« Dieu est lumière et l’intérieur de son église
préfigure la Jérusalem céleste dont les murs, selon le texte de l’Apocalypse,
sont construits de pierres précieuses. Le vitrail établit l’espace entier dans
le scintillement de l’orfèvrerie liturgique. Il en fait l’écrin d’une gloire
annonciatrice des splendeurs surnaturelles, il transporte l’âme dans
l’émerveillement. » Ecrit
Georges Duby dans L’Europe
des cathédrales.
Au-delà du désir d’éclairer l’intérieur des églises, les
vitraux répondent avant tout à une logique symbolique. Dès l’Antiquité, la
lumière est associée au divin (Égypte et Grèce antiques). Les réflexions de Platon
sur ce sujet sont reprises notamment par Saint Augustin, qui adapte au
christianisme ces pensées païennes. Dans un même esprit, l’abbé Suger insiste
sur le rôle des vitres colorées. Pour tous ces théologiens, la lumière est une
manifestation physique de Dieu sur terre, et les couleurs renforcent son
caractère sacré. De plus, lorsque le fidèle entre dans l’église, il a
l’impression de se trouver dans la Jérusalem céleste, que la Bible dit bâtie
avec des pierres précieuses, lesquelles sont imitées par le verre coloré. Les
vitraux contribuent ainsi à rappeler au fidèle la présence de Dieu dans
l’église et à élever son âme vers le monde céleste et spirituel.
De surcroît, il convient de ne pas regarder le vitrail
avec un œil contemporain, mais bien avec celui de l’homme du Moyen Age, qui
voyait dans le vitrage un produit de luxe réservé aux rois ou aux nobles richissimes. Quel type
d’ouverture caractérisait donc
les édifices civils
avant les cathédrales gothiques ?

(Un bloc de données)
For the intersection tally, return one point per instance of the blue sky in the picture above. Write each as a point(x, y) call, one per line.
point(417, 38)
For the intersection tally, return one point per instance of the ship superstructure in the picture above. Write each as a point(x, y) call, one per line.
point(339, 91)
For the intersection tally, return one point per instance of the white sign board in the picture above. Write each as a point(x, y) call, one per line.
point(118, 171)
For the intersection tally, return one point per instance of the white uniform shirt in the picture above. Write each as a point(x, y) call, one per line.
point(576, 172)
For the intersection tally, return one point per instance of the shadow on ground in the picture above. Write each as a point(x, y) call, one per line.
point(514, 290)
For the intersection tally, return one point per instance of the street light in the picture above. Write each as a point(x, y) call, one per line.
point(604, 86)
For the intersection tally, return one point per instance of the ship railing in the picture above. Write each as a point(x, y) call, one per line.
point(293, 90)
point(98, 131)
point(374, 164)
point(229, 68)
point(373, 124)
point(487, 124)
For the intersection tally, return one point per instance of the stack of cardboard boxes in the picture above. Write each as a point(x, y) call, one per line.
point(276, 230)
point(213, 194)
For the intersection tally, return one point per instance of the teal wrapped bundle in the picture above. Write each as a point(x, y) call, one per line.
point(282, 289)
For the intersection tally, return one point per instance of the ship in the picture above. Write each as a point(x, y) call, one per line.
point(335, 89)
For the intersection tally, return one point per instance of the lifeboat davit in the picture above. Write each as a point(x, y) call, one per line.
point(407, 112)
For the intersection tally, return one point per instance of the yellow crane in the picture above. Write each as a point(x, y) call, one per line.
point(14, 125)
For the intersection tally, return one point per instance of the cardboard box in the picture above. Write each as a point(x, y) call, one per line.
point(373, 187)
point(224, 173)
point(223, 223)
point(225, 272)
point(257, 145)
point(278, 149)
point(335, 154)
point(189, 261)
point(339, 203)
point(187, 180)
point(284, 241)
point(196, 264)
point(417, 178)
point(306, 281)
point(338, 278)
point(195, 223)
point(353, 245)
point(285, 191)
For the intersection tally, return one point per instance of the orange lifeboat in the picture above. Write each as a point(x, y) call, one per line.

Consigne donnée -> Reprenez le texte sur la symbolique des vitraux et rédigez sa suite à partir de la dernière phrase.

Résultat attendu ->
Avant cette période,
pour le château qui privilégie
exclusivement sa fonction défensive, l’éclairage des pièces à vivre constitue
un réel danger. Abritée derrière les remparts de la ville, la maison
patricienne ne connaît pas le même dilemme, et les percements y seront plus
généreux et plus intéressants. Étant donné que, dans la maison simple du type «
masure », il n’existe que de sommaires ouvertures,
totalement privées de
vitrage, la question ne se posait même pas, tant le coût en était
prohibitif. Durant les temps d’hiver, les fenêtres des demeures reçoivent donc,
en protection relativement translucide, des écrans opaques qui occupent soit
leur partie inférieure, soit la totalité de l’ouverture. Les livres des comptes
des frères Bonis, marchands de la ville de Montauban, nous confirment, qu’au
XIVème siècle, les « étamines » restent le moyen le moins onéreux et le plus
répandu de se protéger du froid. Étamines ou toiles cirées pour fenêtres sont
vendues par les merciers.
La conquête des verrières se résume quasi exclusivement
au contexte religieux. Il faut se garder de considérer qu’à partir de
l’époque carolingienne, période présumée
de la création
des premiers vitraux,
les églises se
dotent uniformément et entièrement de parois vitrées. Avant le milieu du
XIIème siècle, dans le nord comme dans
le sud du royaume, les vitraux
religieux s’avèrent extrêmement rares
et n’ont dû
représenter que quelques
exemples d’exception. Vers 1140, le chantier de Saint-Denis, aux portes
de Paris, consacre leur usage dans les édifices de culte mais, dans le reste du
royaume, seul de rares édifices ont jusqu’alors livré des vestiges de vitrerie.
Si de
rares verrières ont
existé dans des
abbayes ou des
cathédrales romanes septentrionales, et
parfois méridionales, c’est le passage à l’architecture gothique qui les
impose dans les sanctuaires.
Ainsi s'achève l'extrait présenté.